▶ _Exercise details_:
For this exercise, restate every line below word for word and drop the images.

Data START

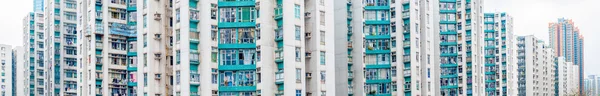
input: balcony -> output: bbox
[274,6,283,20]
[348,71,354,79]
[275,72,284,84]
[190,32,199,43]
[402,13,410,19]
[190,71,200,85]
[190,10,199,23]
[96,11,103,21]
[402,71,411,79]
[403,56,411,63]
[275,51,283,63]
[127,2,137,11]
[275,28,283,41]
[54,15,60,20]
[95,89,103,95]
[95,42,103,49]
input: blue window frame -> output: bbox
[296,90,301,96]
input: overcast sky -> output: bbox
[0,0,598,75]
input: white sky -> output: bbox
[0,0,598,75]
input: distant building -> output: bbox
[548,18,585,94]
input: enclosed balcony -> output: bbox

Data END

▶ _Exercise response_:
input: balcony -> output: bbox
[274,6,283,20]
[348,71,354,79]
[275,72,284,84]
[190,32,199,43]
[402,13,410,19]
[190,71,200,85]
[190,10,199,23]
[96,11,103,21]
[402,71,411,79]
[403,56,411,63]
[275,51,283,63]
[127,2,137,11]
[275,28,283,41]
[54,15,60,20]
[95,89,103,95]
[95,42,103,49]
input: blue window frame -> output: bbox
[296,90,301,96]
input: overcast sky -> output: bbox
[0,0,598,75]
input: white sky -> output: bbox
[0,0,598,75]
input: distant building -> output: bbox
[548,18,585,94]
input: enclosed balcony -> output: bbox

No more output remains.